§ **TEXT ZUM LESEN**
-.-.-
Keine Bullenwannen. Kein Blaulicht. Keine Absperrgitter. Kein rot-weißes Flatterband. Die typischen Zutaten eines Hochrisiko-Spiels fehlten, als der Shooting-Star der Literaturszene, Philipp Winkler, am Mittwoch im Braunschweig-Kolleg aus seinem preisgekrönten Debütwerk „Hool“ vorlas. Dabei befand er sich eigentlich in Feindesland: Die Blau-Gelben vom BTSV kommen schlecht weg in seinem Buch. Mehr als einmal rückte der bekennende 96-Fan Winkler die Braunschweiger in die rechte Ecke und sprach ihnen zudem den Ehrenkodex des aufrechten Kämpfers ab. Buchprobe und Zitat seines verlorenen Romanhelden Heiko:

„Hab noch zurückgeschaut, wie sich zwei von den Braunschweigern den Typen nahmen, die Arme um die Schultern schwangen und wegzogen. Axel wollte mir nicht glauben, dass ich ein Messer gesehen hatte… und als ich ihn fragte, ob er das Messer gesehen hatte, sagte er irgendwas wie: ‚Nicht direkt, aber ich bin der Meinung, dass da definitiv was ins Gras gefallen ist. Definitiv!’“ Bedenklich dabei: Noch in zwei weiteren Textstellen impliziert er, die Braunschweiger Hool-Szene setze sich ausschließlich aus glatzköpfigen, unfair spielenden Nazis zusammen.

Winkler begleitet in seinem Buch das verkorkste Dasein des Heiko Kolbe und seiner harten Hooligan-Kollegen durch ihr strauchelndes Leben. Koks, Amphetamine, Liebe, Hass und Adrenalin treiben seine Protagonisten durch eine randständige Orgie der Gewalt, hinter der nur eine Triebkraft steckt: Körperliche Stärke zu beweisen, die in der bürgerlichen Zivilisation nicht mehr beweisbar ist. Also wird die Fußball-Begegnung rivalisierender Clubs zum überhöhenden Rahmen einer Schlachten-Inszenierung, die weit abseits des Stadions in einem verlorenen Hain ihr High-Noon findet. „Abmachung: 15 Mann auf jeder Seite und keine Waffen“, idealisiert Winklers Held Heiko die ehrenhaften Tugenden Seinergleichen vor dem heroischen Showdown. Als wären ungezügelte Aggression und das bewusste In-Kauf-Nehmen von schweren Verletzungen ein unschuldiges Ritterspiel.
-.-.-
§ **AUFGEFÜHRTE EINTRÄGE**
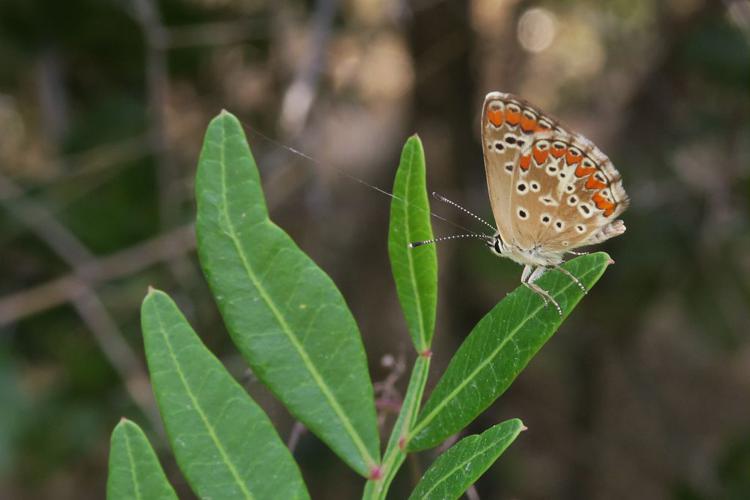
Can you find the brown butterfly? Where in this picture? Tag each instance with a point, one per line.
(551, 190)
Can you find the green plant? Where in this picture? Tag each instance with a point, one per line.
(295, 330)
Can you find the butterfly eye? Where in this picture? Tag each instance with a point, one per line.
(585, 210)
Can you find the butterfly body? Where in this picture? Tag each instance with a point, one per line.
(551, 190)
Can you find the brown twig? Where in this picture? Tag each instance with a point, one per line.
(298, 430)
(157, 87)
(56, 292)
(43, 225)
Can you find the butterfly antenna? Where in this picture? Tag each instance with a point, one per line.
(442, 198)
(446, 238)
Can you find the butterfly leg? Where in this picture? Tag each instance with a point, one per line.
(529, 276)
(572, 277)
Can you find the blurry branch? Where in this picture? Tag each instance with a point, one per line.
(300, 95)
(53, 101)
(157, 85)
(126, 262)
(298, 429)
(218, 33)
(106, 333)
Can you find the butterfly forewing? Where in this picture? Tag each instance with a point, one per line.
(508, 124)
(551, 190)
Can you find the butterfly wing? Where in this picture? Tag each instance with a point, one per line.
(508, 124)
(571, 191)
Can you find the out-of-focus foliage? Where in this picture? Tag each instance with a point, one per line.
(643, 386)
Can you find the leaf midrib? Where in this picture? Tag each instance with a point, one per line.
(340, 414)
(211, 432)
(420, 317)
(430, 416)
(133, 476)
(461, 464)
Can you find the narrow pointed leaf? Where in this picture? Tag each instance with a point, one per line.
(134, 470)
(460, 467)
(224, 443)
(414, 269)
(498, 349)
(283, 312)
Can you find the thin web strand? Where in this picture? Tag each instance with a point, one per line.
(416, 244)
(350, 176)
(442, 198)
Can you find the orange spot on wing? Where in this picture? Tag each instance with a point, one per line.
(495, 116)
(603, 204)
(594, 183)
(540, 156)
(572, 159)
(528, 125)
(582, 171)
(525, 162)
(512, 117)
(558, 152)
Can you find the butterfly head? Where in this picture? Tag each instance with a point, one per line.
(496, 245)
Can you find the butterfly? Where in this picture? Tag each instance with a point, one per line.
(551, 190)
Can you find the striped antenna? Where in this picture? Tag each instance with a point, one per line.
(446, 238)
(442, 198)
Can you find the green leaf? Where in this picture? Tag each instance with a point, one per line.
(394, 453)
(498, 348)
(459, 467)
(285, 314)
(134, 470)
(414, 269)
(224, 443)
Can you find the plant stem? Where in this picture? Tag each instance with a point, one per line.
(376, 489)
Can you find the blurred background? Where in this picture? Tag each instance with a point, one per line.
(643, 393)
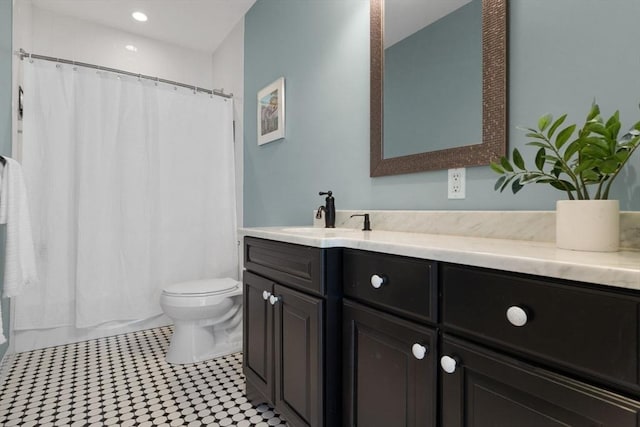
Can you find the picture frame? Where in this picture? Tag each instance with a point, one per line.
(271, 112)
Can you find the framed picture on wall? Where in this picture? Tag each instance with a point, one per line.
(271, 112)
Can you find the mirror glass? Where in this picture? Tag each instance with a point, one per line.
(438, 84)
(439, 42)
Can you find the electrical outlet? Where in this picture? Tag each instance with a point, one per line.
(456, 183)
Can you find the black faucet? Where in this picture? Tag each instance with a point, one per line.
(367, 223)
(329, 210)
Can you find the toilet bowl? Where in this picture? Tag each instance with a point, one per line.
(207, 319)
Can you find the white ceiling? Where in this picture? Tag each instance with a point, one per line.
(197, 24)
(404, 17)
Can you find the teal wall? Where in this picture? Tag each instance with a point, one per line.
(447, 112)
(563, 53)
(5, 132)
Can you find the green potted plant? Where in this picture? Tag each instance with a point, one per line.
(583, 167)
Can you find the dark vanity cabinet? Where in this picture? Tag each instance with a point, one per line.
(523, 351)
(389, 340)
(346, 337)
(291, 310)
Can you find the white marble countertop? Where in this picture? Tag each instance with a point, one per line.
(619, 269)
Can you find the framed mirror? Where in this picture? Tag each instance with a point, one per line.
(462, 150)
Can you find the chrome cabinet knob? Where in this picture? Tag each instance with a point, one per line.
(419, 351)
(448, 364)
(274, 299)
(377, 281)
(517, 316)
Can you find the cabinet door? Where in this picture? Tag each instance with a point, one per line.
(258, 337)
(299, 359)
(384, 383)
(486, 389)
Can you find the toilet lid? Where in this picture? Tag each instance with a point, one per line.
(201, 287)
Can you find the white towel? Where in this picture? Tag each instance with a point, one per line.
(19, 265)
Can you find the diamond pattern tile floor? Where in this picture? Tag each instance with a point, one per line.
(124, 381)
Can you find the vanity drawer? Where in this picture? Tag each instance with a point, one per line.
(579, 328)
(409, 287)
(294, 265)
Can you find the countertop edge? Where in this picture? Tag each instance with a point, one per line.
(616, 269)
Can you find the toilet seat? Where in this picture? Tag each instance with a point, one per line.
(201, 288)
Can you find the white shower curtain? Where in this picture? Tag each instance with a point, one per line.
(131, 187)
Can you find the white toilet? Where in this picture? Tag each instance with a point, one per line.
(207, 319)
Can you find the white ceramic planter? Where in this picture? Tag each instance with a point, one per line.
(588, 225)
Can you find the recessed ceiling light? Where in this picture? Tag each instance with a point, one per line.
(139, 16)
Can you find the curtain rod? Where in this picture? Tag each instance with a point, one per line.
(219, 92)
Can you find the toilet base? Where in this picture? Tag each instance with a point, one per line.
(191, 344)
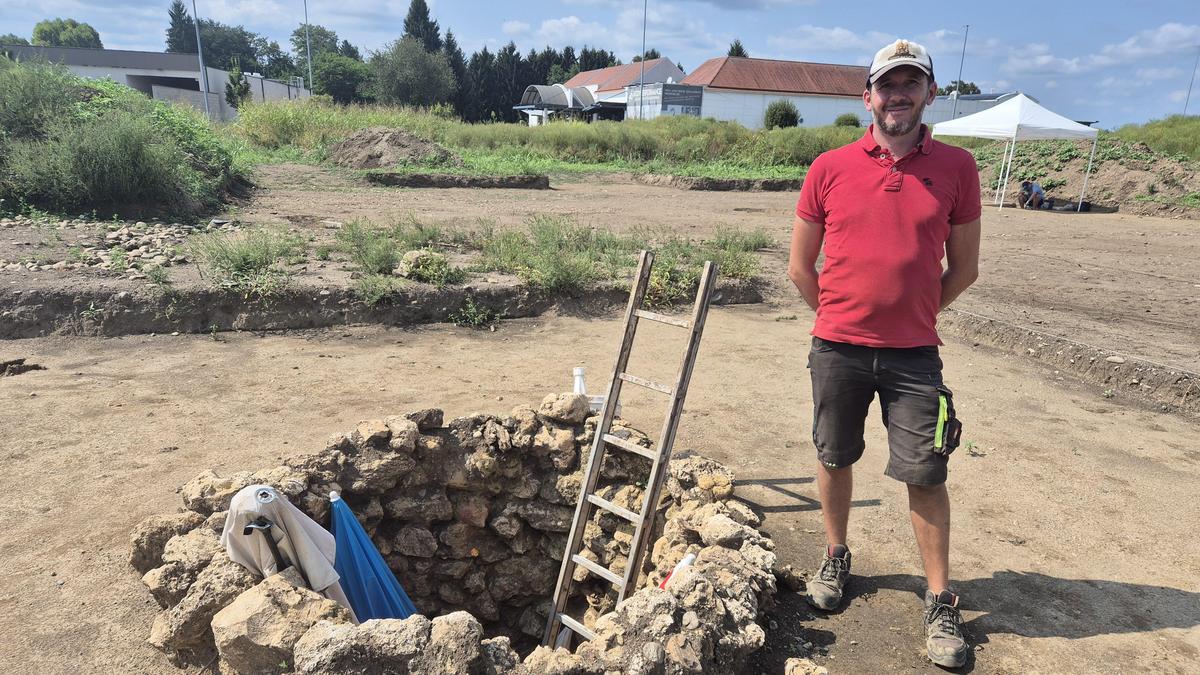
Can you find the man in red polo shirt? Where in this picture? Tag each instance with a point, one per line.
(888, 208)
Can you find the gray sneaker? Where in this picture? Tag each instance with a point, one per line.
(825, 591)
(945, 643)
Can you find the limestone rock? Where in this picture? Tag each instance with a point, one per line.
(403, 434)
(208, 491)
(193, 549)
(454, 646)
(421, 506)
(168, 584)
(256, 633)
(546, 517)
(723, 531)
(370, 434)
(415, 542)
(375, 472)
(378, 646)
(797, 665)
(571, 408)
(151, 535)
(184, 628)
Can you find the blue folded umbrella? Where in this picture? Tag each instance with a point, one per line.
(366, 579)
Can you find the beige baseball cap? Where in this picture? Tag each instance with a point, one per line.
(901, 53)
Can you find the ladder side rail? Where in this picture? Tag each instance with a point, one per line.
(592, 476)
(675, 411)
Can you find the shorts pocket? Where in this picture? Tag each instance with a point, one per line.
(948, 430)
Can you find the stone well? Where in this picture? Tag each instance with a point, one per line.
(472, 515)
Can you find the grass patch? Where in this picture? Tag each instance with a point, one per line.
(1176, 135)
(472, 315)
(249, 262)
(373, 288)
(70, 144)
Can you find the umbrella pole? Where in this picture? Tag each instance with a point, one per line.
(1000, 178)
(1087, 173)
(1007, 173)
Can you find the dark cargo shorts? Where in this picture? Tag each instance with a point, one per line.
(918, 410)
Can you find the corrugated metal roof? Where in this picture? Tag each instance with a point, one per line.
(790, 77)
(615, 77)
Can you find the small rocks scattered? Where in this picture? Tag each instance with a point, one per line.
(114, 246)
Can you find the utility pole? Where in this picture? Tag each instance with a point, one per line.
(307, 43)
(958, 85)
(199, 52)
(641, 78)
(1188, 97)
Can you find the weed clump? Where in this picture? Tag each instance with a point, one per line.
(250, 263)
(70, 144)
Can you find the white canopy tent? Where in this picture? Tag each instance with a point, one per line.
(1020, 118)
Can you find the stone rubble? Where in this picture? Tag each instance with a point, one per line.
(121, 248)
(472, 515)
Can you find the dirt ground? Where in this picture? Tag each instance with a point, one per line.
(1074, 513)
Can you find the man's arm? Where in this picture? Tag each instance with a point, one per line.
(961, 261)
(807, 238)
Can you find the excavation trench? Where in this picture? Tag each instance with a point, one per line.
(472, 517)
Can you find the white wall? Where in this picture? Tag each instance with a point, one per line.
(749, 107)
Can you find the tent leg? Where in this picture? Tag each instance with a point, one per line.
(1003, 191)
(1087, 173)
(1000, 178)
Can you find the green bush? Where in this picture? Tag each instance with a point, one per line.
(1176, 135)
(781, 114)
(112, 163)
(247, 262)
(75, 144)
(847, 119)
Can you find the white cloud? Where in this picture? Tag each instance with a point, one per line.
(515, 28)
(571, 30)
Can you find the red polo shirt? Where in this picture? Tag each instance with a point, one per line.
(886, 225)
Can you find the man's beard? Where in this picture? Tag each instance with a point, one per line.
(901, 127)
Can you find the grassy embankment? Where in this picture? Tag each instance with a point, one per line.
(75, 145)
(667, 145)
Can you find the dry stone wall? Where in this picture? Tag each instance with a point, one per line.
(472, 515)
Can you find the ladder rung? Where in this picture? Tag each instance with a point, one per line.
(663, 318)
(597, 569)
(613, 508)
(647, 383)
(631, 447)
(576, 626)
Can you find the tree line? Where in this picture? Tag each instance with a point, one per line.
(421, 67)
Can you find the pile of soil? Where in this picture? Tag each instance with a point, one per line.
(379, 147)
(1145, 183)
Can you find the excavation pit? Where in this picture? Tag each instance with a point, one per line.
(472, 515)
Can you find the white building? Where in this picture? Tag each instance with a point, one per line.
(739, 89)
(162, 76)
(598, 94)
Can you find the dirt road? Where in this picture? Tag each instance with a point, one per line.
(1073, 526)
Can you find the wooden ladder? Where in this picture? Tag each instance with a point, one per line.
(643, 521)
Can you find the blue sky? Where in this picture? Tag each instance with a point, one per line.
(1117, 63)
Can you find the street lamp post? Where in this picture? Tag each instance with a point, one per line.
(958, 84)
(641, 77)
(199, 52)
(307, 43)
(1188, 97)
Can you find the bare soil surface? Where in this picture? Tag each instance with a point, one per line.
(1074, 506)
(1061, 547)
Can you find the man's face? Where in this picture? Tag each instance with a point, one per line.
(898, 99)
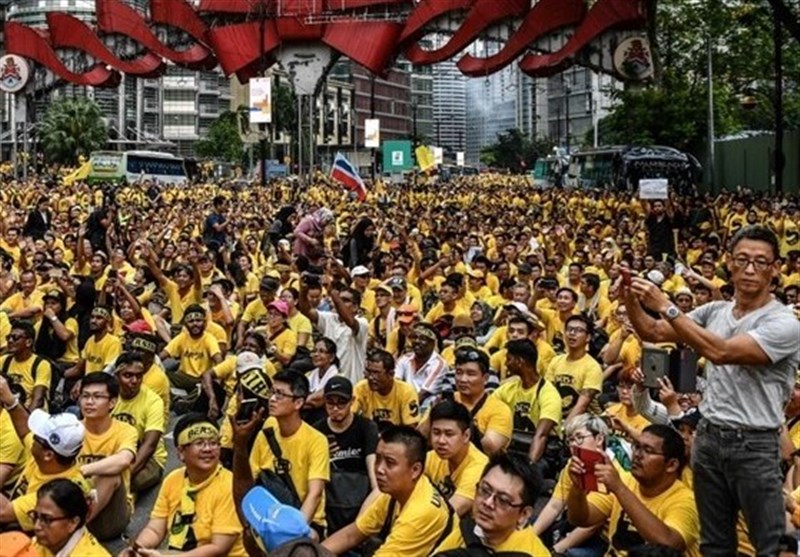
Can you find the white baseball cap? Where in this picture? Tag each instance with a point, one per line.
(62, 432)
(247, 360)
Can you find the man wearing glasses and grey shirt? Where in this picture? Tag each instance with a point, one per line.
(752, 348)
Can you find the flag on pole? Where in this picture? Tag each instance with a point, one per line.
(425, 158)
(345, 173)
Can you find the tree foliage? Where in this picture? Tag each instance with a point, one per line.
(514, 151)
(72, 127)
(224, 140)
(672, 110)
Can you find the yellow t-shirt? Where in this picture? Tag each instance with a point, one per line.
(117, 438)
(307, 451)
(637, 421)
(524, 541)
(145, 412)
(195, 354)
(12, 452)
(87, 546)
(573, 376)
(493, 416)
(675, 508)
(177, 303)
(23, 373)
(417, 526)
(98, 354)
(215, 512)
(399, 407)
(299, 323)
(156, 380)
(461, 481)
(540, 402)
(23, 496)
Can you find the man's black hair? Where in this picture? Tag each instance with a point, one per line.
(416, 445)
(451, 410)
(672, 443)
(100, 378)
(759, 233)
(523, 348)
(296, 381)
(518, 467)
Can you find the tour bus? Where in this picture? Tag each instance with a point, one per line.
(621, 167)
(135, 166)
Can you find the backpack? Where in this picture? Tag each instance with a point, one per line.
(279, 483)
(302, 547)
(473, 547)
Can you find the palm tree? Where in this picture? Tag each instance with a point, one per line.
(72, 127)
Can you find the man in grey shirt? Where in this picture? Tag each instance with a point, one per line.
(752, 348)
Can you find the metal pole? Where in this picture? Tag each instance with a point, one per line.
(14, 153)
(779, 161)
(710, 139)
(262, 127)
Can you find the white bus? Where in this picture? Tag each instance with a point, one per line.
(135, 166)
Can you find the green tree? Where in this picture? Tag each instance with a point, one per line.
(72, 127)
(224, 140)
(514, 151)
(673, 108)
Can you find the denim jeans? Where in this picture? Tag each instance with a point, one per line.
(737, 469)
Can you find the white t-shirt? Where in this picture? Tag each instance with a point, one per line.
(350, 348)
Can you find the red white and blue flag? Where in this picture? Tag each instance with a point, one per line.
(345, 173)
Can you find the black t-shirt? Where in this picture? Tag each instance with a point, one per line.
(353, 444)
(661, 238)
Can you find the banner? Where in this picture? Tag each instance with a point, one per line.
(261, 100)
(425, 158)
(372, 133)
(397, 156)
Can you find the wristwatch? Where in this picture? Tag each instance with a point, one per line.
(672, 312)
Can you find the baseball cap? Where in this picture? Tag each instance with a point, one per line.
(63, 433)
(340, 386)
(138, 326)
(268, 283)
(406, 313)
(272, 522)
(257, 381)
(247, 360)
(280, 306)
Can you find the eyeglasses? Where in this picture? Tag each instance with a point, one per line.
(45, 519)
(760, 264)
(93, 396)
(576, 330)
(280, 395)
(645, 450)
(466, 355)
(337, 402)
(503, 502)
(578, 439)
(204, 444)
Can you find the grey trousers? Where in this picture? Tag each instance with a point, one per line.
(737, 469)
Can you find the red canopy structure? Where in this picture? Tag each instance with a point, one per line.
(244, 37)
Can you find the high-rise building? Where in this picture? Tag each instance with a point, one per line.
(167, 113)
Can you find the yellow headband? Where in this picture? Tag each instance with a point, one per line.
(200, 430)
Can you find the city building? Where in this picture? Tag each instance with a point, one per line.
(168, 113)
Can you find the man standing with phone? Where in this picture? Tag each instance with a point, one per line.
(752, 348)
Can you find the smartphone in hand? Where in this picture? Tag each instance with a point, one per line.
(590, 459)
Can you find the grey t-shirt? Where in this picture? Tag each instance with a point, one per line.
(741, 396)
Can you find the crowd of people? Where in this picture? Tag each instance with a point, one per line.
(467, 368)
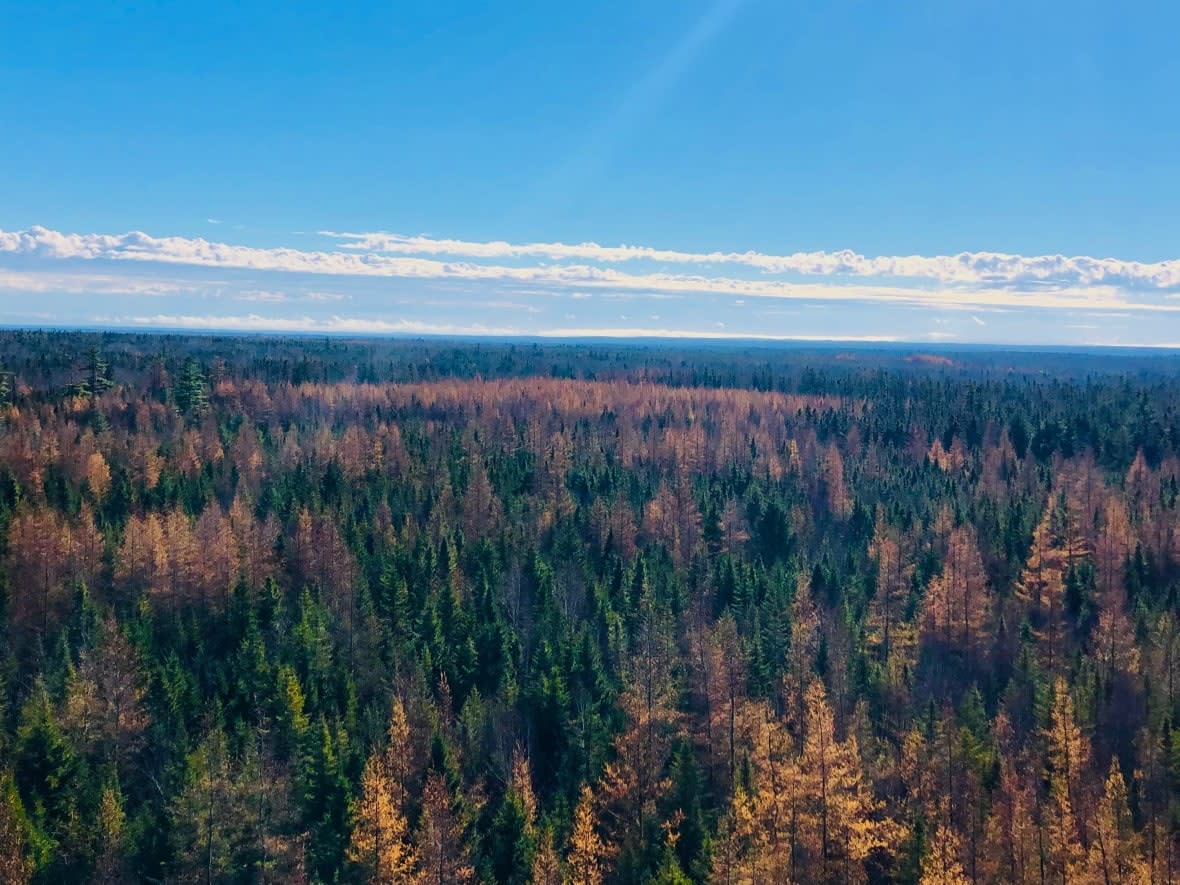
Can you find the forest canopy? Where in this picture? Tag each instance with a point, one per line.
(335, 610)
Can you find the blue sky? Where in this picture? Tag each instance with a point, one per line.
(939, 171)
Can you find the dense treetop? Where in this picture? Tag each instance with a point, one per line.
(346, 610)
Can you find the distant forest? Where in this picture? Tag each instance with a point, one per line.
(341, 610)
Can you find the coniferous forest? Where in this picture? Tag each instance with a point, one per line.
(327, 610)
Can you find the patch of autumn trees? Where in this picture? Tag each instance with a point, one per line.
(270, 618)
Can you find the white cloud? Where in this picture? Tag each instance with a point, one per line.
(981, 267)
(274, 297)
(954, 282)
(360, 326)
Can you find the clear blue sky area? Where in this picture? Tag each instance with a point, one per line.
(890, 129)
-.-.-
§ **SCHRIFTLICHE AUFGABE**
Gib aus dem Text über Winklers Lesung die Stelle von „Winkler begleitet in“ bis einschließlich „ein unschuldiges Ritterspiel.“ wortgetreu aus. Die Einträge stehen in keinem Zusammenhang mit dem Text.

§ **ANTWORT UNTEN**
Winkler begleitet in seinem Buch das verkorkste Dasein des Heiko Kolbe und seiner harten Hooligan-Kollegen durch ihr strauchelndes Leben. Koks, Amphetamine, Liebe, Hass und Adrenalin treiben seine Protagonisten durch eine randständige Orgie der Gewalt, hinter der nur eine Triebkraft steckt: Körperliche Stärke zu beweisen, die in der bürgerlichen Zivilisation nicht mehr beweisbar ist. Also wird die Fußball-Begegnung rivalisierender Clubs zum überhöhenden Rahmen einer Schlachten-Inszenierung, die weit abseits des Stadions in einem verlorenen Hain ihr High-Noon findet. „Abmachung: 15 Mann auf jeder Seite und keine Waffen“, idealisiert Winklers Held Heiko die ehrenhaften Tugenden Seinergleichen vor dem heroischen Showdown. Als wären ungezügelte Aggression und das bewusste In-Kauf-Nehmen von schweren Verletzungen ein unschuldiges Ritterspiel.